Short task:
Rewrite all of the data below as a numbered list, skipping any blank lines and leaving the pictures out.

Material provided:
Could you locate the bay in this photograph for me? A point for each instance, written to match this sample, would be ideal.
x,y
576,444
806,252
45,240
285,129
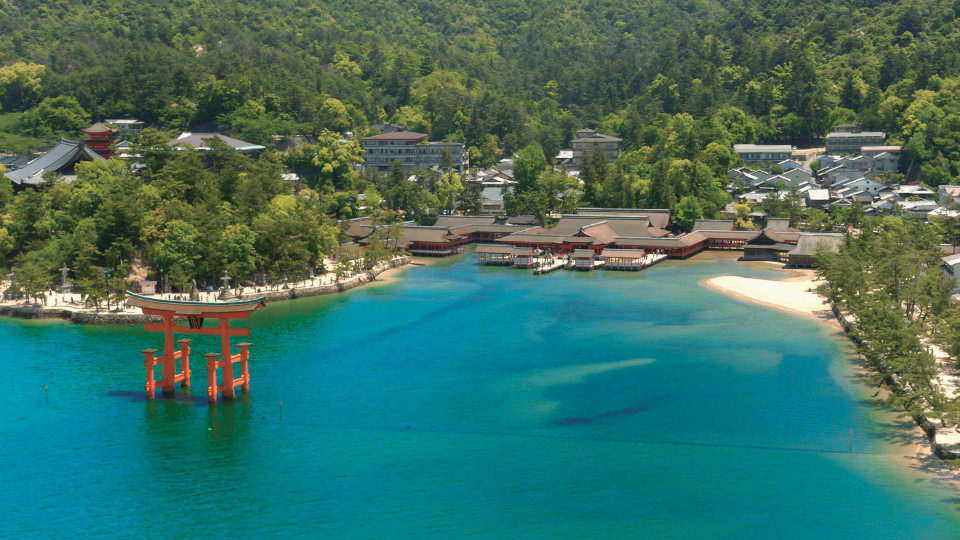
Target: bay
x,y
459,401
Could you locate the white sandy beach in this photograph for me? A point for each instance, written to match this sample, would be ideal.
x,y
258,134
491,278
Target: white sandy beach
x,y
795,293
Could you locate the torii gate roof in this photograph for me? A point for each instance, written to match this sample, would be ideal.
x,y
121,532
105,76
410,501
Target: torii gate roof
x,y
187,307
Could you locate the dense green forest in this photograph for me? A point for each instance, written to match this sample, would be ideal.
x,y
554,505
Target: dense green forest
x,y
679,81
517,71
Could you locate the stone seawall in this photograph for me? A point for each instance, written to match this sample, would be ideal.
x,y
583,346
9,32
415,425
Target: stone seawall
x,y
929,429
106,317
340,286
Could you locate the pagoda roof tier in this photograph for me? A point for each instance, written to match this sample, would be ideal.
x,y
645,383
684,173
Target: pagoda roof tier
x,y
99,127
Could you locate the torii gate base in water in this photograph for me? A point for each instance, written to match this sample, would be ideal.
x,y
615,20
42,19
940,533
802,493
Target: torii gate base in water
x,y
195,313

Answer to the exercise:
1. Could you locate the bay in this photograph for me? A point for each instance, written to match this sample, would be ideal.
2. x,y
3. 576,444
4. 806,252
5. 45,240
6. 285,129
7. Target: bay
8. x,y
9. 459,401
10. Could you locate the white sandy beach in this photograph for me? A point for each instance, written to match this sample, would be ideal.
11. x,y
12. 258,134
13. 491,278
14. Target: white sandy beach
15. x,y
16. 795,293
17. Could you locate the torii gate roof in this photograph for me? A point for each instance, written to match this sample, would be ideal.
18. x,y
19. 121,532
20. 105,76
21. 410,501
22. Target: torii gate roof
23. x,y
24. 187,307
25. Could you locate the dense green forest in this photograph for me? A point for each instance, written to match this sample, would be ideal.
26. x,y
27. 554,505
28. Target: dense green forest
29. x,y
30. 679,81
31. 517,71
32. Could you locate the stone seawall in this photograph for me? A point for each instance, written to match this sample, would be ideal.
33. x,y
34. 583,346
35. 9,32
36. 415,425
37. Target: stone seawall
38. x,y
39. 929,429
40. 106,317
41. 340,286
42. Could you locate the pagoda roof tier in this photograph for me? A point for each instance, written to match this sample, would be ideal.
43. x,y
44. 645,383
45. 684,173
46. Target: pagoda roof tier
47. x,y
48. 99,127
49. Could you locate the torii gate base in water in this photograph for me? A point for each instance, written to match this sample, would be ideal.
50. x,y
51. 615,20
52. 42,19
53. 940,533
54. 802,493
55. Target: torii gate base in water
56. x,y
57. 195,313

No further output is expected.